**WHAT THE TASK REQUIRES**
The required result is an exact copy of every line from the one with "Identify one keypoint per instance of the green foliage" through the last line below, with the pictures left out.

BEGIN

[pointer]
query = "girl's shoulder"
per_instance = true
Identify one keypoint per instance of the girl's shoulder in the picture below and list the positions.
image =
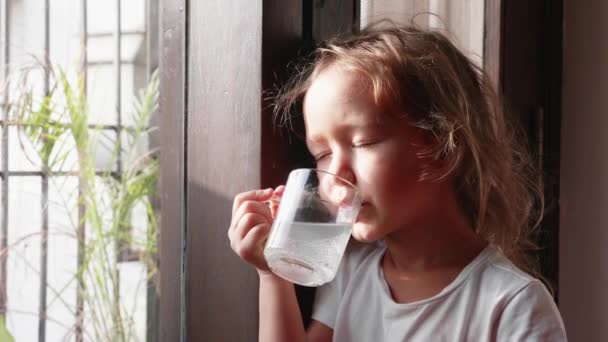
(357, 252)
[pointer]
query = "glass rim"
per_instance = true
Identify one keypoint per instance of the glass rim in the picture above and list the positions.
(354, 187)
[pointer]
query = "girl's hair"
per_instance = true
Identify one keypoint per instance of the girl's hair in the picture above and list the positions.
(422, 74)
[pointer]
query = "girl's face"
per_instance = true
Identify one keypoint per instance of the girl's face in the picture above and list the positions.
(349, 135)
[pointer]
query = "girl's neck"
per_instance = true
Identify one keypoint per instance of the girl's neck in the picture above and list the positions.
(441, 240)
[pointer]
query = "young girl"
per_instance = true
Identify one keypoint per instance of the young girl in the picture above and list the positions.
(449, 200)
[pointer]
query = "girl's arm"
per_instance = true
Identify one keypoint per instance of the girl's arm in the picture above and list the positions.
(280, 318)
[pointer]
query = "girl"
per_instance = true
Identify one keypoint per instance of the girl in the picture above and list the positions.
(449, 200)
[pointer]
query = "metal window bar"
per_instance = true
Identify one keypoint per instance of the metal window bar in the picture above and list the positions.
(4, 20)
(81, 233)
(45, 190)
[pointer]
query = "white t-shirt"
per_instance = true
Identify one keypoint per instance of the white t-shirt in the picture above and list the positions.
(490, 300)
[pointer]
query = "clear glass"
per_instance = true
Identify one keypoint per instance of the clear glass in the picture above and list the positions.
(312, 227)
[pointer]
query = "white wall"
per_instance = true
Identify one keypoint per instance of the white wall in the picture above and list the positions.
(583, 279)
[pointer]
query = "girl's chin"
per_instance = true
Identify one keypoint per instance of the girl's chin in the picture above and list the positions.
(363, 233)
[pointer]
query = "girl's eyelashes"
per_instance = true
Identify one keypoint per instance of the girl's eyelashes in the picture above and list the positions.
(364, 143)
(321, 156)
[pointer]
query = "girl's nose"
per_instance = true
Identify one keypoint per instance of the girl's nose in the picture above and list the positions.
(341, 166)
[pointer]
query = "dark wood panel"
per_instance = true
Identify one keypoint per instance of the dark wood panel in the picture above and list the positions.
(172, 107)
(531, 84)
(492, 48)
(224, 146)
(334, 16)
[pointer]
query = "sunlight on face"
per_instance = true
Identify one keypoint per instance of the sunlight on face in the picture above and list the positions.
(352, 137)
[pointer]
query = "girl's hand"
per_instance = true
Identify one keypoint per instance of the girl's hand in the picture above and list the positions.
(252, 215)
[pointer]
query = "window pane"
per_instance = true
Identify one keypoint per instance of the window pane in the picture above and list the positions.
(62, 256)
(23, 264)
(120, 252)
(22, 154)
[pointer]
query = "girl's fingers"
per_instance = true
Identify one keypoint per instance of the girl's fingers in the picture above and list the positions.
(253, 207)
(246, 223)
(251, 246)
(253, 195)
(279, 191)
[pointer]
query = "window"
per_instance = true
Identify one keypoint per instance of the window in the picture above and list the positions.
(79, 168)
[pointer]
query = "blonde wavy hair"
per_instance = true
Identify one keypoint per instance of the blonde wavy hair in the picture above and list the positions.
(443, 93)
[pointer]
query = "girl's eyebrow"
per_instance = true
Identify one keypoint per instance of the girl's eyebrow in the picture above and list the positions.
(316, 139)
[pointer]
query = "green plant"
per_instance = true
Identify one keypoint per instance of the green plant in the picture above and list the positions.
(57, 124)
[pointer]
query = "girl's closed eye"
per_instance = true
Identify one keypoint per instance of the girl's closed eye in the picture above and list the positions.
(365, 143)
(320, 156)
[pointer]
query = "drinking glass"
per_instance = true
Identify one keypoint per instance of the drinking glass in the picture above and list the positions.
(312, 227)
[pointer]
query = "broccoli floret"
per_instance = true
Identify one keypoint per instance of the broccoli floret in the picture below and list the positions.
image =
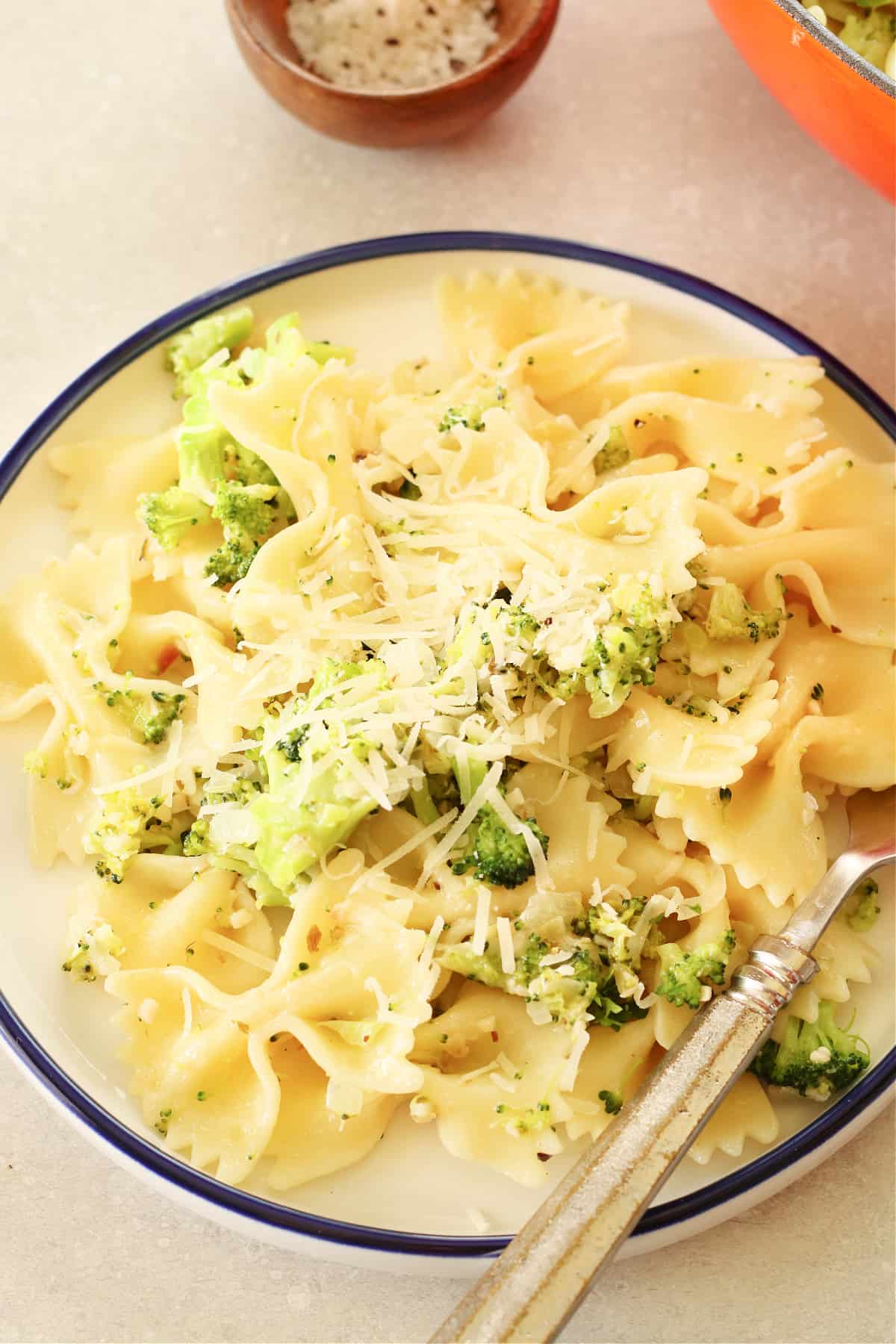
(615, 452)
(250, 470)
(497, 855)
(230, 562)
(119, 831)
(815, 1060)
(171, 514)
(862, 909)
(292, 744)
(164, 709)
(469, 416)
(625, 653)
(408, 491)
(684, 974)
(300, 819)
(473, 644)
(246, 517)
(35, 764)
(615, 927)
(188, 349)
(729, 617)
(612, 1101)
(149, 715)
(96, 952)
(590, 988)
(284, 340)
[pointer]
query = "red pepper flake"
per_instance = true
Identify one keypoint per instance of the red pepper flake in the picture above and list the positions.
(167, 656)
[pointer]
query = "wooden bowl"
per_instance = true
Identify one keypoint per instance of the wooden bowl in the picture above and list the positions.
(402, 119)
(842, 101)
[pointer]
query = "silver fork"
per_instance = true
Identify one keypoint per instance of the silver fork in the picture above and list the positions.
(535, 1287)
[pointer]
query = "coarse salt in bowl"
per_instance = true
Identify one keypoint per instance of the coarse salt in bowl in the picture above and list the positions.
(417, 73)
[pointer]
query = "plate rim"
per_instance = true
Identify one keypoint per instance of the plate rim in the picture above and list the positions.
(18, 1038)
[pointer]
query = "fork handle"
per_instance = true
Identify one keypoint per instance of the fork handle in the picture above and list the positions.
(534, 1288)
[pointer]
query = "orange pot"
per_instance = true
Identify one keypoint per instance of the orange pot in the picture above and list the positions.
(845, 102)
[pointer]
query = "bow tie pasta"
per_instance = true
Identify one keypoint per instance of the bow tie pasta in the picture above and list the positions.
(444, 741)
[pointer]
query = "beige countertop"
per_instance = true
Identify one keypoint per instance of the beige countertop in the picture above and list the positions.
(140, 164)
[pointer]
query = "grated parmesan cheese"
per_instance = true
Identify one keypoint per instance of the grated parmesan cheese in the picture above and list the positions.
(505, 945)
(382, 45)
(481, 927)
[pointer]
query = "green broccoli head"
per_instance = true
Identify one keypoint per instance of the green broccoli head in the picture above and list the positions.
(245, 512)
(615, 453)
(171, 514)
(582, 987)
(612, 1101)
(120, 831)
(815, 1060)
(731, 617)
(625, 653)
(246, 515)
(682, 974)
(156, 715)
(96, 952)
(467, 416)
(615, 922)
(249, 468)
(497, 855)
(190, 349)
(862, 909)
(284, 340)
(301, 818)
(230, 562)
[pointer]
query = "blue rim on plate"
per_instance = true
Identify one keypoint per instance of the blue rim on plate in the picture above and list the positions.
(267, 1213)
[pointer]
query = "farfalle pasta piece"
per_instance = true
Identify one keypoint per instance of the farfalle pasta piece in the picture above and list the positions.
(583, 848)
(743, 445)
(746, 1113)
(641, 524)
(202, 1081)
(105, 477)
(844, 959)
(669, 746)
(839, 699)
(503, 1115)
(775, 385)
(561, 337)
(309, 1137)
(655, 868)
(615, 1063)
(509, 551)
(768, 831)
(824, 564)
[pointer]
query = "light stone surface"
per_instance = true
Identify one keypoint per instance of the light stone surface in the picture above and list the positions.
(140, 164)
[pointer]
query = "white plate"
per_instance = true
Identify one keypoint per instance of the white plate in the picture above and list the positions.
(408, 1203)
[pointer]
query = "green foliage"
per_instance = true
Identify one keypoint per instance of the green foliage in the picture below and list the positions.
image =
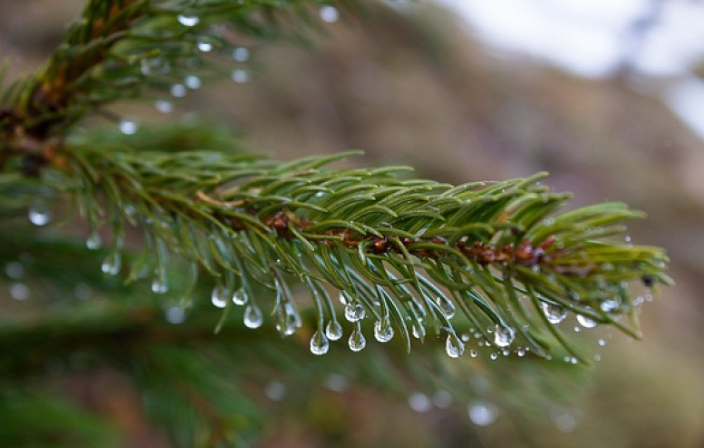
(491, 264)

END

**OUTPUT OF THE TASK**
Identify one keypoint per instance of the green foliage in the picture below and list the positions.
image =
(491, 264)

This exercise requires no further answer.